>> START Dataset entries
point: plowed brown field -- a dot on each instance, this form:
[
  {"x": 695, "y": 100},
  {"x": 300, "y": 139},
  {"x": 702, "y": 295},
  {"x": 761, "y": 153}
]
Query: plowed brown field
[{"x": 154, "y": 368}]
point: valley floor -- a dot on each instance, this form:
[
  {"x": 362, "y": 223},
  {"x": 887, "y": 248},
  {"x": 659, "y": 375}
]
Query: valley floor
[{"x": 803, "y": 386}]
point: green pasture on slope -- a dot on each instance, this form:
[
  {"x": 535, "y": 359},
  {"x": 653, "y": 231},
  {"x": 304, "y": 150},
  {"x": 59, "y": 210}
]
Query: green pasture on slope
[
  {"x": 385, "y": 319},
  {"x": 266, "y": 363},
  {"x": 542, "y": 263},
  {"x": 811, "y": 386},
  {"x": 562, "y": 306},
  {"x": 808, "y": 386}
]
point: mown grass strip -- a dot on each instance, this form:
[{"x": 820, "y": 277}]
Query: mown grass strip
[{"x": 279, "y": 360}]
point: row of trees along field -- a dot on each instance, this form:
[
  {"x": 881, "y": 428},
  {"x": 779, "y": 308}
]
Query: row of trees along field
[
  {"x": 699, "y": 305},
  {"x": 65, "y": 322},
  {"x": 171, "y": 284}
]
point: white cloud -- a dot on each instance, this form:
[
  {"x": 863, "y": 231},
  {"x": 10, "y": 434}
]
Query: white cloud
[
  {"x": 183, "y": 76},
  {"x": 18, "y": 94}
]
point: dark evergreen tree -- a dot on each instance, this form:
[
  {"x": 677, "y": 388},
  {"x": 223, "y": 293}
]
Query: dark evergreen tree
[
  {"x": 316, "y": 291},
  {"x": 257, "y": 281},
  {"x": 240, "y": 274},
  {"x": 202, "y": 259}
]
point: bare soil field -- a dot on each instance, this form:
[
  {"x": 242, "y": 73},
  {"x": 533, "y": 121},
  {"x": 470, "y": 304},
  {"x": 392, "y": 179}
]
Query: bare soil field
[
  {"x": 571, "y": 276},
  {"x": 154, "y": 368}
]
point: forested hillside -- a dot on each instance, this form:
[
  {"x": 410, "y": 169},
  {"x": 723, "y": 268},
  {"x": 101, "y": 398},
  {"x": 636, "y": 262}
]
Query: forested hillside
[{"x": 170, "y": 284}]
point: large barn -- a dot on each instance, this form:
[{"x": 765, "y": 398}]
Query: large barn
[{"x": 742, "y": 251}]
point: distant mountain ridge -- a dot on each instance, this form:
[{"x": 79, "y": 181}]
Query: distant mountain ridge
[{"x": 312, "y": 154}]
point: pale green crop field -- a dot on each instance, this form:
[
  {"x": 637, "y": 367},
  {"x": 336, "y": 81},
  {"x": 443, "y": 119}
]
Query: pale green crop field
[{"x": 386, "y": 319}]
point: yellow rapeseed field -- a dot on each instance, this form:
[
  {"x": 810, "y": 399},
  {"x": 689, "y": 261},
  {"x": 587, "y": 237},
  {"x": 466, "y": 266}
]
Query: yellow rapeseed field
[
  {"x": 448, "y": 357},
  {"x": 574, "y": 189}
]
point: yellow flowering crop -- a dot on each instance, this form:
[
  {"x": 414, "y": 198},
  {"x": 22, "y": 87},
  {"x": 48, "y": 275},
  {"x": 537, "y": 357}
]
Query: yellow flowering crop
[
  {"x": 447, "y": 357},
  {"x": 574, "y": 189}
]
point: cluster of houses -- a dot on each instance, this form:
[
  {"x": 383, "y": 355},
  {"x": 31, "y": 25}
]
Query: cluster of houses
>> END Dataset entries
* Written instruction *
Please copy out all of the material above, swapping "a dot on each instance" for "one dot per instance" wherever it occurs and leaving everything else unchanged.

* Result of the task *
point: plowed brown field -- one dot per instance, this form:
[
  {"x": 695, "y": 100},
  {"x": 300, "y": 139},
  {"x": 702, "y": 295},
  {"x": 761, "y": 153}
]
Query: plowed brown field
[{"x": 154, "y": 368}]
point: valley floor -- one dot per instance, this form:
[
  {"x": 362, "y": 223},
  {"x": 887, "y": 248},
  {"x": 659, "y": 375}
]
Query: valley floor
[{"x": 803, "y": 386}]
point: green pasture on slope -- one dot per instance, this form:
[
  {"x": 535, "y": 359},
  {"x": 653, "y": 231},
  {"x": 304, "y": 150},
  {"x": 59, "y": 210}
]
Query: green pasture on slope
[
  {"x": 385, "y": 319},
  {"x": 266, "y": 363},
  {"x": 542, "y": 263},
  {"x": 811, "y": 386},
  {"x": 562, "y": 306},
  {"x": 808, "y": 386}
]
point: mown grass strip -- one dot per instance, this form:
[{"x": 820, "y": 277}]
Query: mown grass strip
[{"x": 279, "y": 360}]
point: row of trees along field -- one dot per instance, this form:
[
  {"x": 881, "y": 428},
  {"x": 779, "y": 308}
]
Query: row of trees along field
[
  {"x": 699, "y": 305},
  {"x": 65, "y": 322},
  {"x": 171, "y": 284}
]
point: white cloud -- one dot per instance, this form:
[
  {"x": 863, "y": 231},
  {"x": 10, "y": 434}
]
Query: white cloud
[
  {"x": 183, "y": 76},
  {"x": 18, "y": 94}
]
point: dark evergreen tree -- one dot per instance, this form:
[
  {"x": 677, "y": 388},
  {"x": 223, "y": 293}
]
Query: dark evergreen tree
[
  {"x": 316, "y": 291},
  {"x": 257, "y": 281},
  {"x": 240, "y": 274},
  {"x": 202, "y": 259}
]
point: bare soil field -- one dot per instance, this form:
[
  {"x": 242, "y": 73},
  {"x": 533, "y": 121},
  {"x": 470, "y": 304},
  {"x": 392, "y": 179}
]
Query: bare soil field
[
  {"x": 571, "y": 276},
  {"x": 154, "y": 368}
]
point: forested hillside -- one dot per instance, this form:
[
  {"x": 410, "y": 169},
  {"x": 723, "y": 268},
  {"x": 101, "y": 398},
  {"x": 636, "y": 262}
]
Query: forested hillside
[{"x": 170, "y": 284}]
point: large barn -- one dot per instance, this form:
[{"x": 765, "y": 398}]
Query: large barn
[{"x": 742, "y": 251}]
point: distant mountain ridge -- one dot per instance, this form:
[{"x": 79, "y": 181}]
Query: distant mountain ridge
[{"x": 312, "y": 154}]
point: pale green crop field -- one dot per instance, this form:
[
  {"x": 637, "y": 367},
  {"x": 336, "y": 81},
  {"x": 443, "y": 119}
]
Query: pale green crop field
[{"x": 386, "y": 319}]
point: yellow rapeseed field -- one dot per instance, this form:
[
  {"x": 810, "y": 399},
  {"x": 689, "y": 261},
  {"x": 587, "y": 237},
  {"x": 466, "y": 266}
]
Query: yellow rapeseed field
[
  {"x": 448, "y": 357},
  {"x": 574, "y": 189}
]
point: yellow flowering crop -- one dot per instance, this form:
[
  {"x": 414, "y": 198},
  {"x": 22, "y": 87},
  {"x": 48, "y": 275},
  {"x": 537, "y": 357}
]
Query: yellow flowering crop
[
  {"x": 447, "y": 357},
  {"x": 574, "y": 189}
]
point: cluster of houses -- one dot per instance, this form:
[
  {"x": 383, "y": 355},
  {"x": 31, "y": 25}
]
Query: cluster of houses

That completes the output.